Teks yang Diberikan:
▬▬▬

Yang Healing dan yang Hilang
Healang, healing, healang, healing~
Kemerdekaan ini mungkin ada baiknya kita isi dengan
merenung. Misal, merenungi kekayaan alam yang digaung-gaungkan oleh siapa saja.
Dan tentu kita tidak dapat menyangkalnya. Meskipun belum berkunjung ke negara
lain, baiknya memang kita setuju-setuju saja jika dikatakan bahwa Indonesia
memiliki keindahan alam, lain dari negara mana pun.
Ya, ya.
Sebelum akhirnya masyarakat adat semakin terpinggirkan
dan kehilangan ruang.
Ya, ya.
Sebelum segalanya dibabat ditumbangkan, berganti
resor-resor, vila-vila, dan hotel—dan (barangkali) naiknya harga tanah atau
sewa lahan.
Ya, ya.
Sebelum seluruh titik diberi ikon hati agar menjadi
sekadar tempat berfoto.
Tapi bukankah kita sudah sejak lama menyadari
keindahan alam kita dan itu tidak perlu dipertegas lagi? Apakah barangkali
selama ini kita terlalu terpukau dengan wahana-wahana urban seperti mal dan
taman bermain? Apakah masyarakat kita sudah berbondong-bondong menuju “manunggal”
dan salah satu langkah awalnya adalah kembali ke alam? Tunggu sebentar.
Kembali? Benarkah kembali? Atau hanya sebatas menengok?
Bermula dari Media (Televisi)
Saya kira, kita dapat menyoroti satu hal yang lumayan
penting dari media, khususnya televisi, yang kian memengaruhi masyarakat untuk
berwisata ke alam terbuka. Mari kita sebut salah satu program bertajuk “My Trip
My Adventure” yang ditayangkan oleh Trans TV circa 2013-an. Berisi dokumenter
petualangan ke tempat-tempat eksotis dan estetik (demikianlah penyebutannya
agar menarik), acara ini perlahan membangkitkan tempat-tempat wisata
yang—seolah—wajib dikunjungi seluruh rakyat Indonesia. Bahkan, jika tidak salah
ingat, pihaknya juga bekerja sama dengan Kementerian Pariwisata untuk mendukung
sektor ini.
Keren juga, pikir saya. Apalagi, saya yang pada saat
itu hanya menjadi penonton pun sangat terhibur dengan sekadar melihat
pemandangan-pemandangan yang ditampilkan. Sensasi mendaki dan terjun ke danau
dan mengarungi jeram, misalnya, turut menggugah gairah berpetualang saya yang
saat itu masih lugu. Hingga kemudian saya mengikuti ekstrakurikuler pencinta
alam di sekolah. Sederhana, karena terbiasa menonton dokumenter perjalanan dan
petualangan, tidak hanya program yang satu itu.

▬▬▬

Materi yang Disediakan:
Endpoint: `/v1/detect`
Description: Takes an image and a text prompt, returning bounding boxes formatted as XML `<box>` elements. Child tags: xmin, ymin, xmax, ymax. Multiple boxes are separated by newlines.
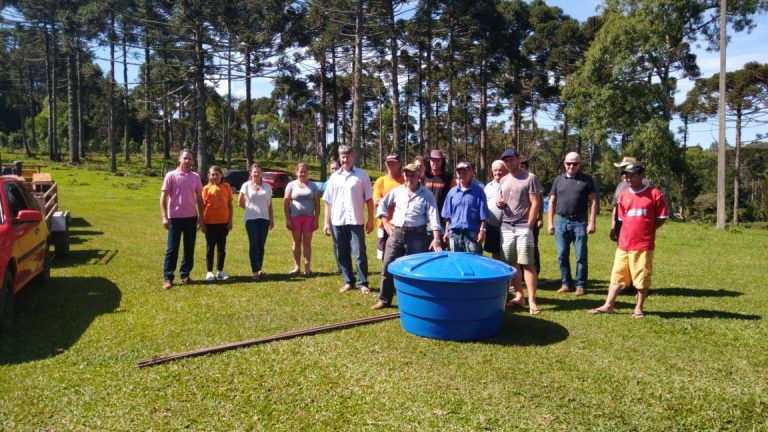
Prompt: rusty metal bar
<box><xmin>136</xmin><ymin>312</ymin><xmax>400</xmax><ymax>368</ymax></box>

▬▬▬

Soal Latihan 1: Apakah setiap pernyataan ini sesuai dengan teks yang diberikan? (a) Program “My Trip My Adventure” ditayangkan oleh Trans TV. (b) Penulis mengikuti ekstrakurikuler pencinta alam di kampus. (c) Penulis menjadi pembawa acara program tersebut. Jawab ya atau tidak untuk masing-masing, lalu kutip persis kata-kata teks yang menentukan jawabannya.
Soal Latihan 2: Kutiplah dengan persis bagian teks yang diberikan, mulai dari “Sebelum seluruh titik” dan berakhir pada “alam? Tunggu sebentar.”.
Gunakan hanya teks yang diberikan sebagai sumber jawaban.

Jawaban Latihan 1:
(a) Ya: "ditayangkan oleh Trans TV circa 2013-an"
(b) Tidak: "saya mengikuti ekstrakurikuler pencinta alam di sekolah"
(c) Tidak: "saya yang pada saat itu hanya menjadi penonton"

Jawaban Latihan 2:
Sebelum seluruh titik diberi ikon hati agar menjadi
sekadar tempat berfoto.
Tapi bukankah kita sudah sejak lama menyadari
keindahan alam kita dan itu tidak perlu dipertegas lagi? Apakah barangkali
selama ini kita terlalu terpukau dengan wahana-wahana urban seperti mal dan
taman bermain? Apakah masyarakat kita sudah berbondong-bondong menuju “manunggal”
dan salah satu langkah awalnya adalah kembali ke alam? Tunggu sebentar.